That made Roche the first of several developers to pocket a tidy profit without have done all that much to earn it.
“It was mega bullshit by lots of people including me,” he admitted quite cheerfully. “But the problem with bullshit is it can sometimes work but when it doesn’t the whole thing falls apart.”
Welcome to Britain 2022. We hope you enjoy your stay.
Time Out ceased publication – in physical terms at least – a few weeks ago. However, there is a special one-off final issue on the street today, which looks at the history of London over the past 54 years through the prism of the magazine.
I feel very privileged to have been part of Time Out’s story, so was delighted to be asked to contribute to this issue.
It’s a real souvenir edition, so grab one if you can. You can also access it online here.
⁂
(What the task requires) From the excerpt, extract the part starting with "That made Roche" and going on through "enjoy your stay.", keeping every word unchanged.
⁂
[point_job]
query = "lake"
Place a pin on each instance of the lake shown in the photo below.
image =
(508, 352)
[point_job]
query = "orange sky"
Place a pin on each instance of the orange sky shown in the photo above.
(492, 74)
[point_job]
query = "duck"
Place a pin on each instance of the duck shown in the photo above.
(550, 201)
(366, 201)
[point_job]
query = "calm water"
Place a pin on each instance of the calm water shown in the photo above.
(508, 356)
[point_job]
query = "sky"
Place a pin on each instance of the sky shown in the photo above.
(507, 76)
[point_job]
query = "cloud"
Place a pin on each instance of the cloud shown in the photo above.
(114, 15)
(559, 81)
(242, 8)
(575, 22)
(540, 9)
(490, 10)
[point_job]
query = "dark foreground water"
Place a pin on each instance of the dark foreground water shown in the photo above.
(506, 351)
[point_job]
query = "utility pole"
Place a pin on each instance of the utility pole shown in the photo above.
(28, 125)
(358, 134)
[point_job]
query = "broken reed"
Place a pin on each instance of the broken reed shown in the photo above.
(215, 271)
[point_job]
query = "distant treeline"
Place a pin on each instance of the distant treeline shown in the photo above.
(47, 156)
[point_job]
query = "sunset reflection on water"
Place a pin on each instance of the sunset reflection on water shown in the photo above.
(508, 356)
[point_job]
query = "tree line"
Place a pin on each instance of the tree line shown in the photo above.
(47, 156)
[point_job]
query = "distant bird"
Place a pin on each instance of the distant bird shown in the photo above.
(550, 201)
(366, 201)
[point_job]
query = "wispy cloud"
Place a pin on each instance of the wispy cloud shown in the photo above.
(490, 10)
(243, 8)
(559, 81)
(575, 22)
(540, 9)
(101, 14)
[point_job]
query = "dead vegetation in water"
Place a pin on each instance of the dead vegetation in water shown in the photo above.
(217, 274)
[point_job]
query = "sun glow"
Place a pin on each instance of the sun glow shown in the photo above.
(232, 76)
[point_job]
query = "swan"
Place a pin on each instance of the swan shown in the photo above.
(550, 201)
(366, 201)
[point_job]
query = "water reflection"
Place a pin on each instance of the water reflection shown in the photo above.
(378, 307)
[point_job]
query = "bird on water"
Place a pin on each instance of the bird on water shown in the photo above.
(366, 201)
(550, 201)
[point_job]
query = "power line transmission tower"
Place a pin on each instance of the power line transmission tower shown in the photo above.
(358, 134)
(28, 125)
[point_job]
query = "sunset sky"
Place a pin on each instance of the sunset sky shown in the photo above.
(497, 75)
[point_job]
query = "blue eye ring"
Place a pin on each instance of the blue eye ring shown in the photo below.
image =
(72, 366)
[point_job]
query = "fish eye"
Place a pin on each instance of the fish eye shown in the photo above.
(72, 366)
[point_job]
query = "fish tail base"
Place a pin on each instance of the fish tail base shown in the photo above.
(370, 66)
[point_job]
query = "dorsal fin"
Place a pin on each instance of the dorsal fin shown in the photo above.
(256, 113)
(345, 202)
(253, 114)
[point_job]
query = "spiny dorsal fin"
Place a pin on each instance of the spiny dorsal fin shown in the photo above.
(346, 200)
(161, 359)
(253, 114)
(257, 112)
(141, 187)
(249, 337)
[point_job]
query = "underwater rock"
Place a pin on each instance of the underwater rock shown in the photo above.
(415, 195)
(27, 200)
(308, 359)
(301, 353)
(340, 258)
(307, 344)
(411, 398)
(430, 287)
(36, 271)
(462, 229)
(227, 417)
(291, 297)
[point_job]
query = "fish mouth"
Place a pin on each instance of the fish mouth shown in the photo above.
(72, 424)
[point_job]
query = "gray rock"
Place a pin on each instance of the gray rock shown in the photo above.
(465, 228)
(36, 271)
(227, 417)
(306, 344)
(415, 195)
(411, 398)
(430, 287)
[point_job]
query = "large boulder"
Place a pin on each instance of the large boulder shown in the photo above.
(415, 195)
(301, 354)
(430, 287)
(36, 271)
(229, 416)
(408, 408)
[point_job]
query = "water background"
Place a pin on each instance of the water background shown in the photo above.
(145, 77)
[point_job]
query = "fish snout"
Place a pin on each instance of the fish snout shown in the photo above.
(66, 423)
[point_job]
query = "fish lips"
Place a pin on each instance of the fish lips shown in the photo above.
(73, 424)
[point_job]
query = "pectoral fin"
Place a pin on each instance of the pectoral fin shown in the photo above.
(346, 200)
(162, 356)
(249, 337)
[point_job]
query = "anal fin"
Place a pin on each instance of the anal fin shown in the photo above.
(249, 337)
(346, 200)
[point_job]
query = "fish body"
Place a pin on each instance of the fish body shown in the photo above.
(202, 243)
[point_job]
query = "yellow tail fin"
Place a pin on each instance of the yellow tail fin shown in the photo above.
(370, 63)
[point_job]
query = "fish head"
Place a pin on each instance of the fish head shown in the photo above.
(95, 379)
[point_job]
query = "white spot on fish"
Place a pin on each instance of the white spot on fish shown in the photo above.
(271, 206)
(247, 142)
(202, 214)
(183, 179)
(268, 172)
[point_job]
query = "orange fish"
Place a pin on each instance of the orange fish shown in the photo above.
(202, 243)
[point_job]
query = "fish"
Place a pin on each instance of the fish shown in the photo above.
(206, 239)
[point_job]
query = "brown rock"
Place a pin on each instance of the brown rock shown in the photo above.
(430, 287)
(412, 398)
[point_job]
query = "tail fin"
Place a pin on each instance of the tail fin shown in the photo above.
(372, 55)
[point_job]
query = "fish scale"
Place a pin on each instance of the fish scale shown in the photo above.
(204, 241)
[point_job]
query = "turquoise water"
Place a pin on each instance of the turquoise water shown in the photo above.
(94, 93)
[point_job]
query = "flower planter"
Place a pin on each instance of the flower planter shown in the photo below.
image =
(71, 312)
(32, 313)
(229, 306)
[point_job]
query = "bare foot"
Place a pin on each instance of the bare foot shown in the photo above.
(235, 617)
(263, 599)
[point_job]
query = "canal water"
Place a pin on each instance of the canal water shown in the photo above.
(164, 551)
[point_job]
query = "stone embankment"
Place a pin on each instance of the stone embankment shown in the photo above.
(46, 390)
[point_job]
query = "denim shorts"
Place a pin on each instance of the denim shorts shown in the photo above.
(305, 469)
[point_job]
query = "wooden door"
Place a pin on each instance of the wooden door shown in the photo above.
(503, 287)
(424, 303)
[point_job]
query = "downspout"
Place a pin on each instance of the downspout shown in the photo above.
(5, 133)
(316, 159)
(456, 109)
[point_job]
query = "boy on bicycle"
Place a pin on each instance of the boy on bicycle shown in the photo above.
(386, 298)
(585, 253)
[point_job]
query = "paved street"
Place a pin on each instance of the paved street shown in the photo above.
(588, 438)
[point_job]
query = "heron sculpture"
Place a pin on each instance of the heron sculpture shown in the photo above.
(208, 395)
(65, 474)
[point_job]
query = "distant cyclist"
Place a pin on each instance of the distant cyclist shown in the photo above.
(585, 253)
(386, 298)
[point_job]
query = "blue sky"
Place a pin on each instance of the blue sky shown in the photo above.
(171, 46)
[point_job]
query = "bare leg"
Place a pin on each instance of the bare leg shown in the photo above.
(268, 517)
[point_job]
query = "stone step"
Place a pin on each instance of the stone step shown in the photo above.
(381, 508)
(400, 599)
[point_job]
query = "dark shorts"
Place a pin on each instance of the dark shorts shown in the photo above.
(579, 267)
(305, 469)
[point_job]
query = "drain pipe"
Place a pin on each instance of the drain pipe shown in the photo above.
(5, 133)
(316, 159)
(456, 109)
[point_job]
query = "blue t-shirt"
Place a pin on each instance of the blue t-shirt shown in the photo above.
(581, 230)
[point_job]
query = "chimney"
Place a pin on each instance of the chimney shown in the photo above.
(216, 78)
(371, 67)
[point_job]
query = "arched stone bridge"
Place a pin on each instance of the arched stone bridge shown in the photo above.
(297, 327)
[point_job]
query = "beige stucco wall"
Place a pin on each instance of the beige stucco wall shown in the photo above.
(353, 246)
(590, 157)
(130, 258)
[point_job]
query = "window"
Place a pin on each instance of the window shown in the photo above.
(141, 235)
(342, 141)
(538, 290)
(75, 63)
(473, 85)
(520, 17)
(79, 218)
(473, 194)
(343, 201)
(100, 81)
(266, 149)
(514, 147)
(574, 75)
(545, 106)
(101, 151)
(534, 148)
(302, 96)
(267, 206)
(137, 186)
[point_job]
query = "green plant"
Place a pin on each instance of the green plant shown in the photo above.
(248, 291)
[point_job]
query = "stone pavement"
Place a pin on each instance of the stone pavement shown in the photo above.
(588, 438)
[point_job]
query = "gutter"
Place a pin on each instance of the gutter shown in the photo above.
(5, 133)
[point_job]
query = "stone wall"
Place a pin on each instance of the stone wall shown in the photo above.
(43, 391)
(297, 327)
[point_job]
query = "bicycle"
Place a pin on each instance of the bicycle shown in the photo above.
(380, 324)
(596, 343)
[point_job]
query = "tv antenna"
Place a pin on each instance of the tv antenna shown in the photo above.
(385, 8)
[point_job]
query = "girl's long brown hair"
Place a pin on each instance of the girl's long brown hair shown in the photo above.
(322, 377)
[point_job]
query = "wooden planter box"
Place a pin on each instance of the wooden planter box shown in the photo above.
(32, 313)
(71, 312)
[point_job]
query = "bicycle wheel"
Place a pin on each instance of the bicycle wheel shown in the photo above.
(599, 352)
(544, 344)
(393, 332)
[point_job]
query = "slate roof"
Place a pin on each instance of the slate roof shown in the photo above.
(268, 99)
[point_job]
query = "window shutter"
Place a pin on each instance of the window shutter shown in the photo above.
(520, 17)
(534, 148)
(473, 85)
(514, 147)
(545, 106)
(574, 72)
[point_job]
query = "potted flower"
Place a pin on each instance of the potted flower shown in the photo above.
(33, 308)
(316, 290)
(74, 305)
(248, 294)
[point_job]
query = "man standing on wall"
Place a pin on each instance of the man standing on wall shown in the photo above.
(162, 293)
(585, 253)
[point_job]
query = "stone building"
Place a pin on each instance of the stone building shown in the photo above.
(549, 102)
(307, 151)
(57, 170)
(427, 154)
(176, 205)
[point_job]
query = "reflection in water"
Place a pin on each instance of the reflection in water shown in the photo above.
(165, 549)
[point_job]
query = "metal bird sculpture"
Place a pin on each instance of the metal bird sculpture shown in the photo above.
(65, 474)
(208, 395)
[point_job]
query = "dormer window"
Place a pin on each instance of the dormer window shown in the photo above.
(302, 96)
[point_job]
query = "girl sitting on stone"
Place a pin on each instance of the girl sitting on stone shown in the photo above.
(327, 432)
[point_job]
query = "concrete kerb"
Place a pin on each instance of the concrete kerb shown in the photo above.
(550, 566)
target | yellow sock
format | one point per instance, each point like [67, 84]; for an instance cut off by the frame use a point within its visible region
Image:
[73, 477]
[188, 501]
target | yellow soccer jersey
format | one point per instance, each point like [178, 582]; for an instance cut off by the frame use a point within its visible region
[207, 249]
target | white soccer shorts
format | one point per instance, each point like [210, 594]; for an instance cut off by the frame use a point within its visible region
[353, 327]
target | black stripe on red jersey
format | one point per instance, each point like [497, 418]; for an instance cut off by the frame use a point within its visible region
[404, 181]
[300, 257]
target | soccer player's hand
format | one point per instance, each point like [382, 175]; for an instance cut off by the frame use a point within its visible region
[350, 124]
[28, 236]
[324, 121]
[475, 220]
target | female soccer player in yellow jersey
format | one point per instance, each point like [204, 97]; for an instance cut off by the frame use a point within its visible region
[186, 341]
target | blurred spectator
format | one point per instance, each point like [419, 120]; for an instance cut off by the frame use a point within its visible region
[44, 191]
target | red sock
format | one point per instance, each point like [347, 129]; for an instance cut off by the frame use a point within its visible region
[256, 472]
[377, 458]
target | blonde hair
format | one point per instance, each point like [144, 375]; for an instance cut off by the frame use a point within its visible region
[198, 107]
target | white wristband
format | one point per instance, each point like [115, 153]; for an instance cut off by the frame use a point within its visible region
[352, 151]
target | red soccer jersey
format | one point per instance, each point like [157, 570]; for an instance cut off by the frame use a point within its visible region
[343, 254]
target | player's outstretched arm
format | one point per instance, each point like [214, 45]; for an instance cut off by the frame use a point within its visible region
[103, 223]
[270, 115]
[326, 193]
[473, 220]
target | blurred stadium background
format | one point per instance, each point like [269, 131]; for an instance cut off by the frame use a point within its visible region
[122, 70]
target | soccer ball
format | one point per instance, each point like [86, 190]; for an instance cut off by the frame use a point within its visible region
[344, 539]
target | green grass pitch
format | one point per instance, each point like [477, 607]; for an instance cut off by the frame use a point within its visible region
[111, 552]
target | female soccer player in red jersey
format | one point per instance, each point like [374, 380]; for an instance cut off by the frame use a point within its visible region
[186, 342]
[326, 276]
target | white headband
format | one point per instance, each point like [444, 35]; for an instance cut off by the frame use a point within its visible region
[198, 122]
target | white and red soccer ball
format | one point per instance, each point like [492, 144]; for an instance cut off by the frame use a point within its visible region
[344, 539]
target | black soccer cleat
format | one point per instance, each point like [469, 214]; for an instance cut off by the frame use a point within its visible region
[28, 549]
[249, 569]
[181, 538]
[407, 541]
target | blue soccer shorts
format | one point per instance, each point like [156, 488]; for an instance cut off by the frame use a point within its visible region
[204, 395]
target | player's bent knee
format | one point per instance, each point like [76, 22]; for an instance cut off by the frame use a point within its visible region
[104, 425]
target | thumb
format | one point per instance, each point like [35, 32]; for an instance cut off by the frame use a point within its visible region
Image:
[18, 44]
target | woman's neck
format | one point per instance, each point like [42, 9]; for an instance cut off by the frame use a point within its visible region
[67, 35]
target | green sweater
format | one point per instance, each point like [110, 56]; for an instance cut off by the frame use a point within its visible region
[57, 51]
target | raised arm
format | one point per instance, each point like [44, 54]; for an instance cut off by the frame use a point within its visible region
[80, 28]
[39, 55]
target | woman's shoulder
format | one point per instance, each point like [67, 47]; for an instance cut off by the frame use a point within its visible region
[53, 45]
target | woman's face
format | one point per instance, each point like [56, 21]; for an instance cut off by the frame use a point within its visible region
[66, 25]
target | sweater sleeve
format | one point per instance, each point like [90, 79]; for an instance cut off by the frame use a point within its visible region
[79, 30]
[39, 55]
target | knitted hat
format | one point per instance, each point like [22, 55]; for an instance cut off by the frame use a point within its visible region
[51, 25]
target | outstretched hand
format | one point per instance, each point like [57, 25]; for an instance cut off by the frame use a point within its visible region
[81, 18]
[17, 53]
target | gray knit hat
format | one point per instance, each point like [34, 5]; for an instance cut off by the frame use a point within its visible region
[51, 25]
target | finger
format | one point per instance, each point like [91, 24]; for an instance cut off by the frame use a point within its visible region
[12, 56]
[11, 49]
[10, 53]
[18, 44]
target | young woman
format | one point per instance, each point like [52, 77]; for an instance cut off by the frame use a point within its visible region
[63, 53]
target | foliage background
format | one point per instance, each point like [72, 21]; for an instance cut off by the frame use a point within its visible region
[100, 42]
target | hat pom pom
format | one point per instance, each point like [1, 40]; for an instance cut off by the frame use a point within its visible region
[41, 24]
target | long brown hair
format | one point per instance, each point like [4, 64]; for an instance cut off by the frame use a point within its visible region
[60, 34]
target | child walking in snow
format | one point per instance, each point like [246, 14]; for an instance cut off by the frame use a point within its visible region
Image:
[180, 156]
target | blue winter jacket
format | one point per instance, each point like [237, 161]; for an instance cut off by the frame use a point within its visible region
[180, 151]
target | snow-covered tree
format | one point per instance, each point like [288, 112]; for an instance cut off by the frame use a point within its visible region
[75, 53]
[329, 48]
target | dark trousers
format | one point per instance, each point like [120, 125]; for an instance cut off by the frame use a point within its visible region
⁂
(Reply)
That made Roche the first of several developers to pocket a tidy profit without have done all that much to earn it.
“It was mega bullshit by lots of people including me,” he admitted quite cheerfully. “But the problem with bullshit is it can sometimes work but when it doesn’t the whole thing falls apart.”
Welcome to Britain 2022. We hope you enjoy your stay.